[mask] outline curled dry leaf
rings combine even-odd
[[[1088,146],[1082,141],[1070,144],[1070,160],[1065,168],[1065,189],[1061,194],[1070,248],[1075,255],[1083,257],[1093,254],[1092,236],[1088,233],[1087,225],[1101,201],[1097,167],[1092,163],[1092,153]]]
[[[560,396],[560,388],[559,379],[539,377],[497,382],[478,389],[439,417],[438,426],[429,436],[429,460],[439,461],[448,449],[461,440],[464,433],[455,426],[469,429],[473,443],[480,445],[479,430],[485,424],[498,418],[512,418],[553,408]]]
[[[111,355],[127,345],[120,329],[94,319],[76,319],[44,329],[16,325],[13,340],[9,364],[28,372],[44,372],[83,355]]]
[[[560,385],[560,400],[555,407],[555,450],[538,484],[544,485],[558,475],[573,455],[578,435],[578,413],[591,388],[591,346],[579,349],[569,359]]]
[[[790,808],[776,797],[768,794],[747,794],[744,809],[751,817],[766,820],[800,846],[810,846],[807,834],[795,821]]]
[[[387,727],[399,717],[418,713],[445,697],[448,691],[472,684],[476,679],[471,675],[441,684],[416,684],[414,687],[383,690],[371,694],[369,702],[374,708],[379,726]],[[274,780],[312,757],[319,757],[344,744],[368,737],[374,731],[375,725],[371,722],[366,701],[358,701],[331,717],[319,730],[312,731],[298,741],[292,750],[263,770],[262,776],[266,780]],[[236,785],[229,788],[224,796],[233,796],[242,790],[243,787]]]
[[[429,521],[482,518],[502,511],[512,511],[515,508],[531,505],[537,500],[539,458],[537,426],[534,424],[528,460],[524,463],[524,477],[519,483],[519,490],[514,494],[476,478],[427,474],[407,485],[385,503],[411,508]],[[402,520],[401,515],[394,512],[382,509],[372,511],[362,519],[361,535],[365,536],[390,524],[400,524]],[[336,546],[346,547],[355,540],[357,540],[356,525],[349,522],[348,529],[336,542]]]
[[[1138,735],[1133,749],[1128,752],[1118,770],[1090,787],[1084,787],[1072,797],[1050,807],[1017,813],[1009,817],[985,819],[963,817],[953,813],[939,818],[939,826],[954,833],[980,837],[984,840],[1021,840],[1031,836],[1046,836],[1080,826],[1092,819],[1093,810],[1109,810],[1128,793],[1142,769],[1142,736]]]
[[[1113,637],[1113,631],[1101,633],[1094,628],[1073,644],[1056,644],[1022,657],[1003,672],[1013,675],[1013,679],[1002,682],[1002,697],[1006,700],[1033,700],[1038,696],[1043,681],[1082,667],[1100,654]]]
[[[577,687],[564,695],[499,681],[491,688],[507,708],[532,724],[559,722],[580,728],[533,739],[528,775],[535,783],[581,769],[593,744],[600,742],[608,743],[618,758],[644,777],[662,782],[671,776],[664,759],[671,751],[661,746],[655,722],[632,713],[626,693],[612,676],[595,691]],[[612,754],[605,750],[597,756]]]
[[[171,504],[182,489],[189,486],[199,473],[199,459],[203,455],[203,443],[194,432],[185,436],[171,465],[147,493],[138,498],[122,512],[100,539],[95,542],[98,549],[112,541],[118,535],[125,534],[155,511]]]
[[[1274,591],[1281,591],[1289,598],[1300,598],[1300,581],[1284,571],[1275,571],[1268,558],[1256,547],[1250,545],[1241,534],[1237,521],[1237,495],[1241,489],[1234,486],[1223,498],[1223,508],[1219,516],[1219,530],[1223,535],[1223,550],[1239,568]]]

**Exercise details**
The reply should consist of the records, reproduced exactly.

**Written response**
[mask] outline curled dry leaf
rings combine even-odd
[[[1088,146],[1082,141],[1070,144],[1070,160],[1065,168],[1065,189],[1061,194],[1070,248],[1075,255],[1083,257],[1093,254],[1092,236],[1088,233],[1087,225],[1101,201],[1097,167],[1092,163],[1092,153]]]
[[[560,396],[560,388],[559,379],[539,377],[497,382],[478,389],[439,417],[438,426],[429,436],[429,460],[439,461],[448,449],[461,440],[464,433],[455,426],[469,429],[473,443],[480,445],[479,430],[485,424],[498,418],[512,418],[553,408]]]
[[[111,355],[127,345],[120,329],[94,319],[76,319],[44,329],[16,325],[13,340],[9,364],[28,372],[44,372],[83,355]]]
[[[560,385],[560,400],[555,407],[555,450],[538,484],[544,485],[558,475],[573,455],[578,435],[578,413],[591,388],[591,346],[579,349],[569,359]]]
[[[790,808],[776,797],[768,794],[747,794],[744,809],[751,817],[766,820],[800,846],[810,846],[807,834],[795,821]]]
[[[387,727],[399,717],[418,713],[445,697],[448,691],[472,684],[476,679],[471,675],[441,684],[416,684],[414,687],[383,690],[371,694],[369,702],[374,708],[379,726]],[[274,780],[312,757],[319,757],[344,744],[368,737],[374,731],[375,725],[371,722],[366,701],[358,701],[331,717],[319,730],[312,731],[298,741],[292,750],[263,770],[262,776],[266,780]],[[236,785],[229,788],[224,796],[233,796],[242,790],[243,787]]]
[[[429,521],[482,518],[502,511],[512,511],[515,508],[531,505],[537,500],[539,458],[537,426],[534,424],[528,460],[524,463],[524,477],[519,483],[519,490],[514,494],[476,478],[427,474],[407,485],[385,503],[411,508]],[[402,520],[401,515],[394,512],[382,509],[372,511],[362,519],[361,535],[365,536],[390,524],[400,524]],[[336,546],[346,547],[355,540],[357,540],[356,525],[349,522],[348,529],[336,542]]]
[[[1138,735],[1133,749],[1128,752],[1118,770],[1090,787],[1084,787],[1072,797],[1050,807],[1017,813],[1009,817],[985,819],[963,817],[953,813],[939,818],[939,826],[954,833],[980,837],[984,840],[1021,840],[1031,836],[1046,836],[1080,826],[1092,819],[1093,810],[1109,810],[1128,793],[1142,769],[1142,736]]]
[[[1113,637],[1113,631],[1101,633],[1094,628],[1073,644],[1056,644],[1022,657],[1003,672],[1013,675],[1013,679],[1002,682],[1002,697],[1006,700],[1033,700],[1038,696],[1043,681],[1082,667],[1100,654]]]
[[[577,687],[564,695],[499,681],[491,688],[507,708],[532,724],[559,722],[580,728],[533,739],[528,775],[535,783],[581,769],[593,744],[600,742],[608,743],[618,758],[644,777],[662,782],[671,776],[664,759],[671,751],[661,746],[655,722],[632,713],[626,693],[612,676],[595,691]],[[612,754],[605,750],[597,756]]]
[[[171,504],[182,489],[189,486],[199,473],[199,459],[203,455],[203,443],[194,432],[185,436],[171,465],[147,493],[138,498],[122,512],[100,539],[95,542],[98,549],[112,541],[118,535],[125,534],[155,511]]]
[[[1274,591],[1281,591],[1289,598],[1300,598],[1300,581],[1284,571],[1275,571],[1268,558],[1256,547],[1250,545],[1241,534],[1237,521],[1237,495],[1241,489],[1234,486],[1223,498],[1223,508],[1219,516],[1219,530],[1223,535],[1223,550],[1239,568]]]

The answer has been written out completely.